**Document excerpt:**
——

Then, since \(\mathbf{b}=(\mathbf{X}^\intercal\mathbf{X})^{-1}\mathbf{X}^\intercal\mathbf{y}\), we can substitute, getting,

\[ \begin{split} \mathrm{SS}_{\mathrm{Model}} &= \mathbf{b}^\intercal\mathbf{X}^\intercal\mathbf{Xb}\\[2ex] &= \bigg((\mathbf{X}^\intercal\mathbf{X})^{-1}\mathbf{X}^\intercal\mathbf{y}\bigg)^\intercal\mathbf{X}^\intercal\mathbf{X}\bigg((\mathbf{X}^\intercal\mathbf{X})^{-1}\mathbf{X}^\intercal\mathbf{y}\bigg) \end{split} \]

Then, using the rules of transposes and inverses,

\[ \begin{split} \mathrm{SS}_{\mathrm{Model}} &= \bigg((\mathbf{X}^\intercal\mathbf{X})^{-1}\mathbf{X}^\intercal\mathbf{y}\bigg)^\intercal\mathbf{X}^\intercal\mathbf{X}\bigg((\mathbf{X}^\intercal\mathbf{X})^{-1}\mathbf{X}^\intercal\mathbf{y}\bigg) \\[2ex] &= \mathbf{y}^\intercal (\mathbf{X}^\intercal)^\intercal \bigg((\mathbf{X}^\intercal\mathbf{X})^{-1}\bigg)^\intercal \mathbf{X}^\intercal\mathbf{X}(\mathbf{X}^\intercal\mathbf{X})^{-1}\mathbf{X}^\intercal\mathbf{y} \\[2ex] &= \mathbf{y}^\intercal\mathbf{X} \bigg((\mathbf{X}^\intercal\mathbf{X})^\intercal\bigg)^{-1} \mathbf{I}\mathbf{X}^\intercal\mathbf{y} \\[2ex] &= \mathbf{y}^\intercal\mathbf{X} (\mathbf{X}^\intercal\mathbf{X})^{-1} \mathbf{X}^\intercal\mathbf{y} \end{split} \]

Finally, we can also rewrite the residual sum of squares, again, using the rules of matrix algebra.

——

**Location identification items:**
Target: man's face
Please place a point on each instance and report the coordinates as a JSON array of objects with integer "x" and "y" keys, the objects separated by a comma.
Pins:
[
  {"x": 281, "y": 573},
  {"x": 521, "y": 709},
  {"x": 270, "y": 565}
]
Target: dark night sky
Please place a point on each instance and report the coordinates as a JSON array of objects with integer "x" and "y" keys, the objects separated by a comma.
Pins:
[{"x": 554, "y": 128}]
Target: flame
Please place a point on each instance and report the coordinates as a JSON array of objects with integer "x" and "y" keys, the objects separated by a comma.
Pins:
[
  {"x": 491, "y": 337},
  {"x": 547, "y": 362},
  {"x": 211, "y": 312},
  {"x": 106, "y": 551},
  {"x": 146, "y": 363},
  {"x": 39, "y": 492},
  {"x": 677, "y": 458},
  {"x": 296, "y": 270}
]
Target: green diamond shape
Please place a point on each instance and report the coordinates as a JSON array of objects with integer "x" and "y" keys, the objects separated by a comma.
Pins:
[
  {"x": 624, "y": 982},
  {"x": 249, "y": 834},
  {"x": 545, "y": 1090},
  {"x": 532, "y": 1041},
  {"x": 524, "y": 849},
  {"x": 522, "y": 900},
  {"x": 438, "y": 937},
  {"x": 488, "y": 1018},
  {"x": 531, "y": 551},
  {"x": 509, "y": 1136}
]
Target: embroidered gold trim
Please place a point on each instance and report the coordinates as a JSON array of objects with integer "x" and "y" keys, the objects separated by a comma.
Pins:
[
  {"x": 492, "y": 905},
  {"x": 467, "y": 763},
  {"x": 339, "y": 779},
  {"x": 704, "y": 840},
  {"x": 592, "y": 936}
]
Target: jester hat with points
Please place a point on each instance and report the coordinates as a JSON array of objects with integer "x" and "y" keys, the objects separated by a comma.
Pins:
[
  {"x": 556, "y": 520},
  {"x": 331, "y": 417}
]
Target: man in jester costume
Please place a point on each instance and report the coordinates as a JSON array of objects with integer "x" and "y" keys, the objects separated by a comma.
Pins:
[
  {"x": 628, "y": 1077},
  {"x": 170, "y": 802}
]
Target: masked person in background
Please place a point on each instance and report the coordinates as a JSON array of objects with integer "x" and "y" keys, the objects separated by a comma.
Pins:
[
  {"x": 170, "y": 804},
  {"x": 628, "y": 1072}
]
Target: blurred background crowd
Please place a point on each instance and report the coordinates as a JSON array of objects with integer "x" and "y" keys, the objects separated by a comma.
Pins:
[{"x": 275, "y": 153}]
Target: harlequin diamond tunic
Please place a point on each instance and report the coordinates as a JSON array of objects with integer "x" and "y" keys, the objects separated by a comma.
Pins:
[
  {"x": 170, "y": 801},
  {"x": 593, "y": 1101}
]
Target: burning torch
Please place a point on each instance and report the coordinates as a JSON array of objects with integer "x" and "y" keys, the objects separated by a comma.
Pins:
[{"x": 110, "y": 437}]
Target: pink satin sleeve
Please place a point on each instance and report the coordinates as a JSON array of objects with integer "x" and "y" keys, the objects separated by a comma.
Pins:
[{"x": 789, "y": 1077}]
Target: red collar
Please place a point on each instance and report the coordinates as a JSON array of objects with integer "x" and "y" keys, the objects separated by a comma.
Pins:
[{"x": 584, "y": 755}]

——

**Goal 1:**
Summarize the sum-of-squares derivation in two sentences.
**Goal 2:**
Based on the sum-of-squares derivation, answer yes or no for each statement and quote the words that decide it: (a) The expression for b is substituted into the model sum of squares. (b) The simplification of the model sum of squares relies on the rules of transposes and inverses. (c) The residual sum of squares is rewritten using calculus.
**Goal 3:**
Reproduce the stretch of the sum-of-squares derivation from "Then, using the" through "of matrix algebra.".

**Finished answer 1:**
The derivation substitutes b = (XᵀX)⁻¹Xᵀy into the model sum of squares, bᵀXᵀXb. Using the rules of transposes and inverses, it simplifies this to yᵀX(XᵀX)⁻¹Xᵀy, and it notes that the residual sum of squares can also be rewritten using the rules of matrix algebra.

**Finished answer 2:**
(a) Yes: "we can substitute, getting,"
(b) Yes: "using the rules of transposes and inverses"
(c) No: "again, using the rules of matrix algebra"

**Finished answer 3:**
Then, using the rules of transposes and inverses,

\[ \begin{split} \mathrm{SS}_{\mathrm{Model}} &= \bigg((\mathbf{X}^\intercal\mathbf{X})^{-1}\mathbf{X}^\intercal\mathbf{y}\bigg)^\intercal\mathbf{X}^\intercal\mathbf{X}\bigg((\mathbf{X}^\intercal\mathbf{X})^{-1}\mathbf{X}^\intercal\mathbf{y}\bigg) \\[2ex] &= \mathbf{y}^\intercal (\mathbf{X}^\intercal)^\intercal \bigg((\mathbf{X}^\intercal\mathbf{X})^{-1}\bigg)^\intercal \mathbf{X}^\intercal\mathbf{X}(\mathbf{X}^\intercal\mathbf{X})^{-1}\mathbf{X}^\intercal\mathbf{y} \\[2ex] &= \mathbf{y}^\intercal\mathbf{X} \bigg((\mathbf{X}^\intercal\mathbf{X})^\intercal\bigg)^{-1} \mathbf{I}\mathbf{X}^\intercal\mathbf{y} \\[2ex] &= \mathbf{y}^\intercal\mathbf{X} (\mathbf{X}^\intercal\mathbf{X})^{-1} \mathbf{X}^\intercal\mathbf{y} \end{split} \]

Finally, we can also rewrite the residual sum of squares, again, using the rules of matrix algebra.